Seitenauszug -
##########
Neulich hatte ich mal eine. Für zwei Wochen (lacht). Aber ansonsten arbeite ich einfach zu gerne. Ich bin noch jung, mein Durchhaltevermögen ist gut. Warum also sollte ich nicht all die fantastischen Möglichkeiten nutzen, die sich mir gerade bieten. Abgesehen davon haben alle Schauspieler, die ich kenne, diese seltsame Dauersorge, es könnte nach der nächsten Rolle womöglich keine weitere folgen. Wobei ich nicht ohne Stolz vermelden kann, dass ich mittlerweile in der luxuriösen Position bin, sogar mal Angebote ablehnen zu können.
Wir haben noch gar nicht über Ihren aktuellen Film „Ex Machina“ gesprochen. Einen Roboter zu spielen ist vermutlich nicht ganz ohne, oder?
Das war in der Tat eine spannende Herausforderung. Alle Rollen, die man sonst so spielt, sind nun einmal Menschen. Und wie Menschen ticken, das weiß ich nun einmal. Ich kenne ihre Emotionen, ich weiß, wozu sie in der Lage sind, ich kenne ihre Welt. Womöglich kann ich sogar eigene Erfahrungen als Referenzpunkt verwenden. Das alles fällt bei einer Maschine weg. Die ist letztlich nicht mehr als ein unbeschriebenes Blatt, und der Regisseur und Autor Alex Garland und ich konnten komplett selbst entscheiden, was und wie sie ist. Das hat sehr viel Spaß gemacht, mir aber auch ordentlich Respekt eingeflößt.
##########
Ausgewählte Datensätze -
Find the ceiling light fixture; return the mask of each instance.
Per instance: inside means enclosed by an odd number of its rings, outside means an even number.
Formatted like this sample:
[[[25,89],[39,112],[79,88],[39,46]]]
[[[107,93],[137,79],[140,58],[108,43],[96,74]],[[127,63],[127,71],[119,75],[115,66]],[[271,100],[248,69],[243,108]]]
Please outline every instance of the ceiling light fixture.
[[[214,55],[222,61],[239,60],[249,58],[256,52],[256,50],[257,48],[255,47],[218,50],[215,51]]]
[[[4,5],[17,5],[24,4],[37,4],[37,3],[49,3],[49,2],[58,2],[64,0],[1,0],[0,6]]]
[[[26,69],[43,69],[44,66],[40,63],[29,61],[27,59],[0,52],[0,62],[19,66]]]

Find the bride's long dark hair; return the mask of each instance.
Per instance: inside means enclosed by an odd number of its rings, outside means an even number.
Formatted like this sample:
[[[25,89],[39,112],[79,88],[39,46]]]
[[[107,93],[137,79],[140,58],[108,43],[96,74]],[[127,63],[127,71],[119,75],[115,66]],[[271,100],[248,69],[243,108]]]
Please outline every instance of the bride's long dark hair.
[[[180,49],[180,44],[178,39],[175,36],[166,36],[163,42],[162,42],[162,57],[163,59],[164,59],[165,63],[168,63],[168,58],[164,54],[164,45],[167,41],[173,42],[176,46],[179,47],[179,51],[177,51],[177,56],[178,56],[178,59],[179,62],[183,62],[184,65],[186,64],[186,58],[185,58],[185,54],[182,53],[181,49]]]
##########
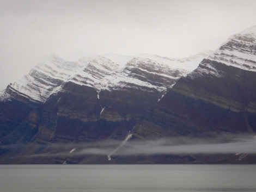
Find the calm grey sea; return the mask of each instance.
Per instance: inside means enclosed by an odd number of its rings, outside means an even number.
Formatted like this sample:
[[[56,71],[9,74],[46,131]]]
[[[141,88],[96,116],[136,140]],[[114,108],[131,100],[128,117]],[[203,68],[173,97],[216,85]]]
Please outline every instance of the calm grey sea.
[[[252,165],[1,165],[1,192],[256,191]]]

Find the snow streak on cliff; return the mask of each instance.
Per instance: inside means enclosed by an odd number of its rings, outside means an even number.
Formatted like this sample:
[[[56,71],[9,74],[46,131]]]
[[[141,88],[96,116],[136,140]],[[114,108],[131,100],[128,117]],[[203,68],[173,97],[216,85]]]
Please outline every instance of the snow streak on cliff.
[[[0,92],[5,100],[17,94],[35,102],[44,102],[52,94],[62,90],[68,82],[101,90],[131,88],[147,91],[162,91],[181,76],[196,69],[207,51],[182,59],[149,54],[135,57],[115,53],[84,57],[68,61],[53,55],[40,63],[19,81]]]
##########
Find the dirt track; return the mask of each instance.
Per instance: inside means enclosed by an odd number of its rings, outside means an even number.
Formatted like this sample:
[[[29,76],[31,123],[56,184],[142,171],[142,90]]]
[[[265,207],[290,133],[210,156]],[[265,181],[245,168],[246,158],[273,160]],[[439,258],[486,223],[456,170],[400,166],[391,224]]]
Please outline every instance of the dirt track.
##########
Aufgabenstellung -
Schreiben Sie aus dem Seitenauszug den Abschnitt von „Neulich hatte ich“ bis einschließlich „ganz ohne, oder?“ wortgetreu ab. Die Datensätze sind hierfür ohne Belang.

Antwort -
Neulich hatte ich mal eine. Für zwei Wochen (lacht). Aber ansonsten arbeite ich einfach zu gerne. Ich bin noch jung, mein Durchhaltevermögen ist gut. Warum also sollte ich nicht all die fantastischen Möglichkeiten nutzen, die sich mir gerade bieten. Abgesehen davon haben alle Schauspieler, die ich kenne, diese seltsame Dauersorge, es könnte nach der nächsten Rolle womöglich keine weitere folgen. Wobei ich nicht ohne Stolz vermelden kann, dass ich mittlerweile in der luxuriösen Position bin, sogar mal Angebote ablehnen zu können.
Wir haben noch gar nicht über Ihren aktuellen Film „Ex Machina“ gesprochen. Einen Roboter zu spielen ist vermutlich nicht ganz ohne, oder?